# What the exercise asks:
Below are some records; output exactly the lines from the line with "Query: olympic stadium" to the line with "Locate every instance of the apartment", both ends kept, and nothing more.

# The data:
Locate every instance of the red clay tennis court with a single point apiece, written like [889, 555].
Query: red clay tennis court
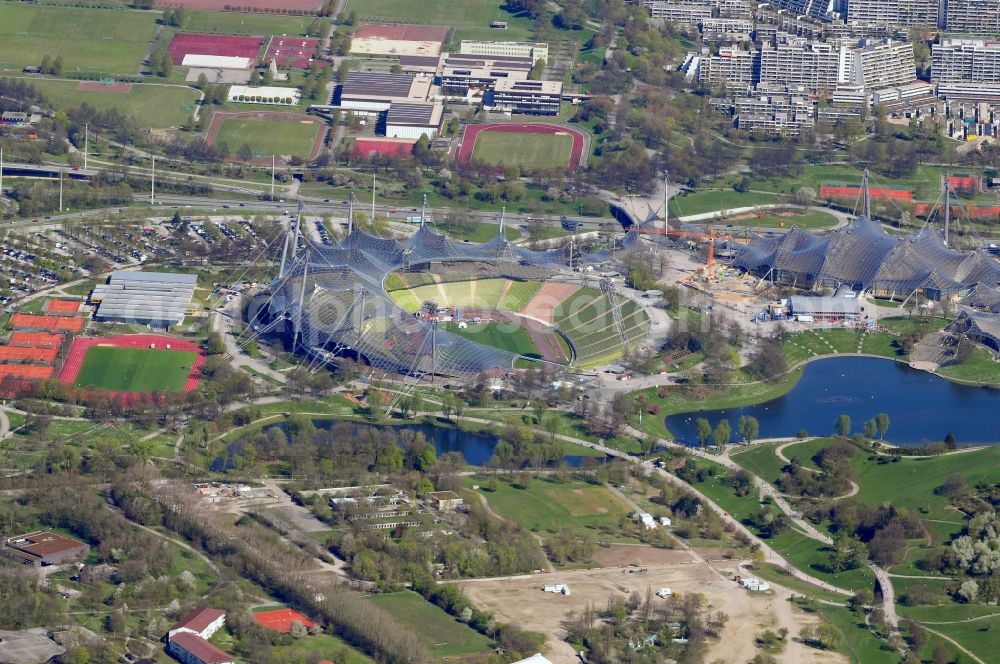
[62, 307]
[42, 322]
[281, 620]
[28, 354]
[291, 51]
[365, 147]
[188, 43]
[35, 339]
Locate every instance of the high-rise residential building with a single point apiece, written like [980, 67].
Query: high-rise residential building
[972, 16]
[966, 60]
[732, 69]
[882, 64]
[813, 65]
[893, 12]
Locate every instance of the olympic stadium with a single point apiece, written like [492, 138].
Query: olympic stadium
[331, 300]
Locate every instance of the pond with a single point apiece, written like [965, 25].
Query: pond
[922, 407]
[477, 448]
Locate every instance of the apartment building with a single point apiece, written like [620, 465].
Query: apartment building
[882, 64]
[732, 69]
[691, 12]
[893, 12]
[787, 110]
[972, 16]
[966, 60]
[814, 66]
[498, 49]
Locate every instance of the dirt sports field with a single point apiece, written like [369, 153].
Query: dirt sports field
[265, 116]
[187, 43]
[78, 351]
[521, 600]
[468, 144]
[306, 6]
[548, 297]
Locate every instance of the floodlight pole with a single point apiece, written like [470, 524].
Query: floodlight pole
[947, 208]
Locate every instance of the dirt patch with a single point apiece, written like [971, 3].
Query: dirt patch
[521, 600]
[641, 555]
[97, 86]
[548, 297]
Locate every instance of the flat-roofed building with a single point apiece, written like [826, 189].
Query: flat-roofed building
[44, 548]
[160, 299]
[528, 97]
[974, 16]
[374, 92]
[413, 120]
[462, 73]
[534, 51]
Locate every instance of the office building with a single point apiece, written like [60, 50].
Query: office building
[529, 97]
[534, 50]
[974, 16]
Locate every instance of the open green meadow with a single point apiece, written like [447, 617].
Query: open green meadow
[99, 40]
[471, 18]
[444, 636]
[267, 137]
[135, 369]
[498, 335]
[154, 106]
[548, 507]
[545, 151]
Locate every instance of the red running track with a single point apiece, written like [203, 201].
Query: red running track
[465, 149]
[74, 358]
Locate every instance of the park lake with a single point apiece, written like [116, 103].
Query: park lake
[922, 407]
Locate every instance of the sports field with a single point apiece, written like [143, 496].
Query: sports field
[546, 151]
[498, 335]
[154, 106]
[267, 137]
[135, 369]
[112, 42]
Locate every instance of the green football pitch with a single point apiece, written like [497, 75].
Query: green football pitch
[267, 137]
[135, 369]
[547, 151]
[94, 40]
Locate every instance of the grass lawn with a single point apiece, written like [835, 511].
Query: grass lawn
[443, 635]
[547, 507]
[714, 200]
[154, 106]
[808, 220]
[980, 367]
[267, 137]
[498, 335]
[497, 148]
[99, 40]
[234, 23]
[135, 369]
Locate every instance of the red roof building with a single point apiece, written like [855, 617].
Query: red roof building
[281, 620]
[201, 622]
[192, 649]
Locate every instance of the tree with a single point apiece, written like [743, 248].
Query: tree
[748, 427]
[723, 433]
[842, 426]
[704, 431]
[882, 420]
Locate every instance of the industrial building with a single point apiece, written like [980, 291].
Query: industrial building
[43, 548]
[461, 74]
[535, 51]
[158, 299]
[529, 97]
[413, 120]
[374, 92]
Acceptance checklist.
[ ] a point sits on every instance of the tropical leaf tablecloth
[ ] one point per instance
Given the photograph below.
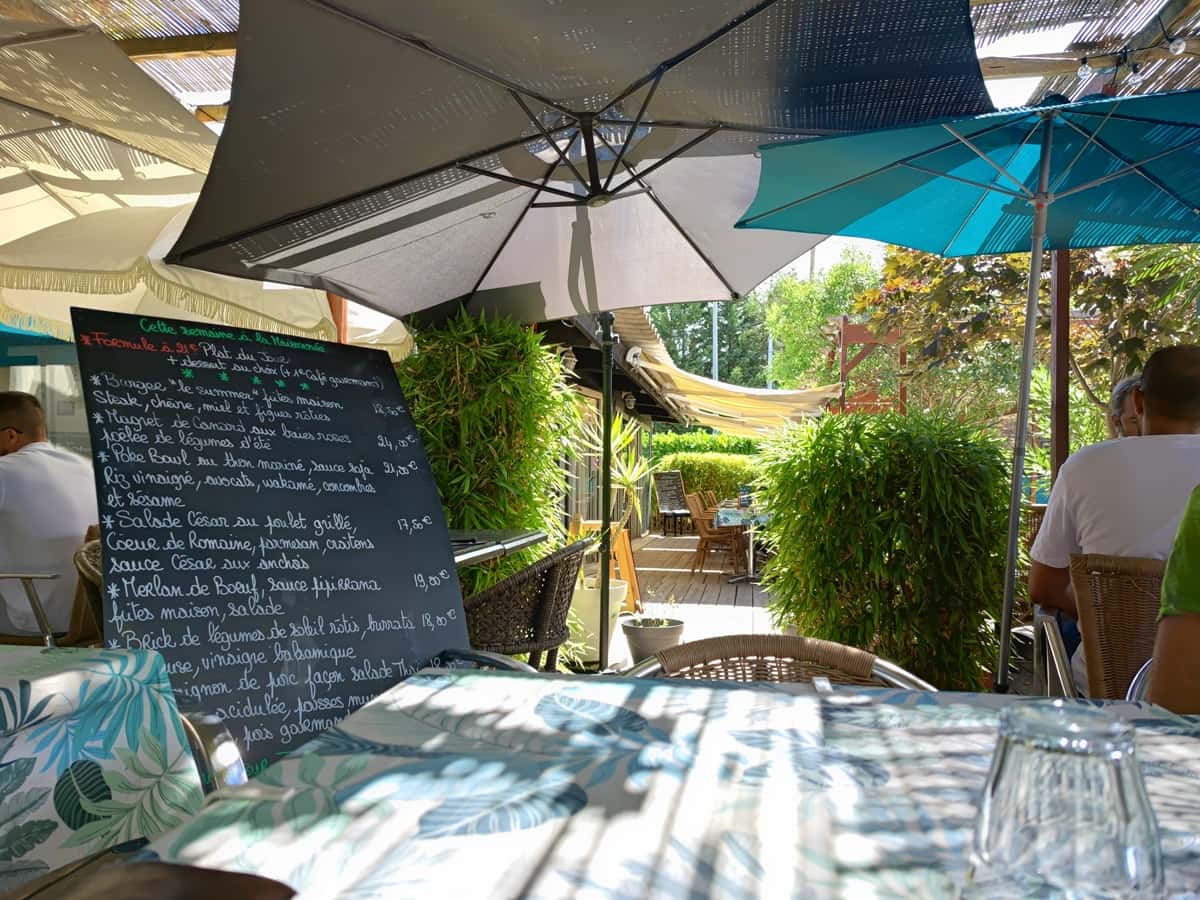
(91, 755)
(487, 784)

# Result for this task:
Query: olympic stadium
[331, 300]
Locate every instance of the pond with a single point apiece, written like [965, 25].
Query: pond
[922, 407]
[477, 448]
Locate every instance of the apartment building with a single point apiece, written like [620, 465].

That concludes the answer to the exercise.